Additionally, the remaining limiter band borders are then
calculated between those "fixedly" set limiter band borders for the
patch borders.
[0133] In the FIG. 26 embodiment, the analysis filterbank performs
a two times over sampling and has a certain analysis subband
spacing 1060. The synthesis filterbank 1050 has a synthesis subband
spacing 1070 which is, in this embodiment, double the size of the
analysis subband spacing which results in a transposition
contribution as will be discussed later in the context of FIG.
27.
[0134] FIG. 27 illustrates a detailed implementation of a
embodiment of a non-linear subband processor 1020a in FIG. 26. The
circuit illustrated in FIG. 27 receives as an input a single
subband signal 1080, which is processed in three "branches": The
upper branch 110a is for a transposition by a transposition factor
of 2. The branch in the middle of FIG. 27 indicated at 110b is for
a transposition by a transposition factor of 3, and the lower
branch in FIG. 27 is for a transposition by a transposition factor
of 4 and is indicated by reference numeral 110c. However, the
actual transposition obtained by each processing element in FIG. 27
is only 1 (i.e. no transposition) for branch 110a. The actual
transposition obtained by the processing element illustrated in
FIG. 27 for the medium branch 110b is equal to 1.5 and the actual
transposition for the lower branch 110c is equal to 2. This is
indicated by the numbers in brackets to the left of FIG. 27, where
transposition factors T are indicated. The transpositions of 1.5
and 2 represent a first transposition contribution obtained by
having a decimation operations in branches 110b, 110c and a time
stretching by the overlap-add processor. The second contribution,
i.e. the doubling of the transposition, is obtained by the
synthesis filterbank 105, which has a synthesis subband spacing
1070 that is two times the analysis filterbank subband spacing.

#### Raw data:
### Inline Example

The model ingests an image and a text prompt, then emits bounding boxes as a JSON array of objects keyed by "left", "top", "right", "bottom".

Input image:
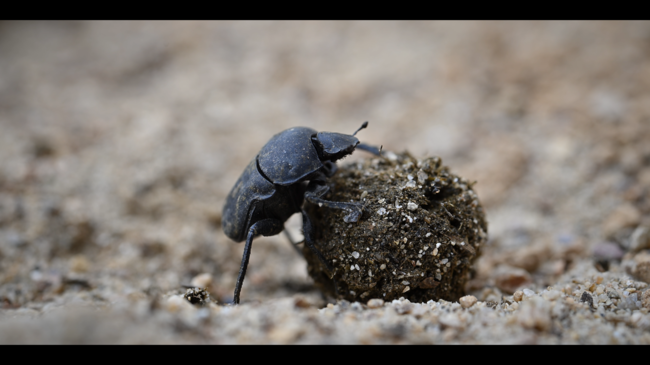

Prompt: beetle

#### Work instructions:
[1] From the filterbank text, list each branch of the circuit in FIG. 27. Give its reference numeral, its stated transposition factor, and the actual transposition that its processing element obtains.
[2] Carry on the filterbank text from the end of its final sentence, keeping its style and subject.

#### Responses in order:
[1]
- Upper branch 110a: transposition factor 2, actual transposition 1 (no transposition)
- Middle branch 110b: transposition factor 3, actual transposition 1.5
- Lower branch 110c: transposition factor 4, actual transposition 2

[2]
Therefore, since the synthesis filterbank has two times the
synthesis subband spacing, any decimations functionality does not
take place in branch 110a.
[0135] Branch 110b, however, has a decimation functionality in
order to obtain a transposition by 1.5. Due to the fact that the
synthesis filterbank has two times the physical subband spacing of
the analysis filterbank, a transposition factor of 3 is obtained as
indicated in FIG. 27 to the left of the block extractor for the
second branch 110b.
[0136] Analogously, the third branch has a decimation functionality
corresponding to a transposition factor of 2, and the final
contribution of the different subband spacing in the analysis
filterbank and the synthesis filterbank finally corresponds to a
transposition factor of 4 of the third branch 110c.
[0137] Particularly, each branch has a block extractor 120a, 120b,
120c and each of these block extractors can be similar to the block
extractor 1800 of FIG. 18. Furthermore, each branch has a phase
calculator 122a, 122b and 122c, and the phase calculator can be
similar to phase calculator 1804 of FIG. 18. Furthermore, each
branch has a phase adjuster 124a, 124b, 124c and the phase adjuster
can be similar to the phase adjuster 1806 of FIG. 18. Furthermore,
each branch has a windower 126a, 126b, 126c, where each of these
windowers can be similar to the windower 1802 of FIG. 18.
Nevertheless, the windowers 126a, 126b, 126c can also be configured
to apply a rectangular window together with some "zero padding".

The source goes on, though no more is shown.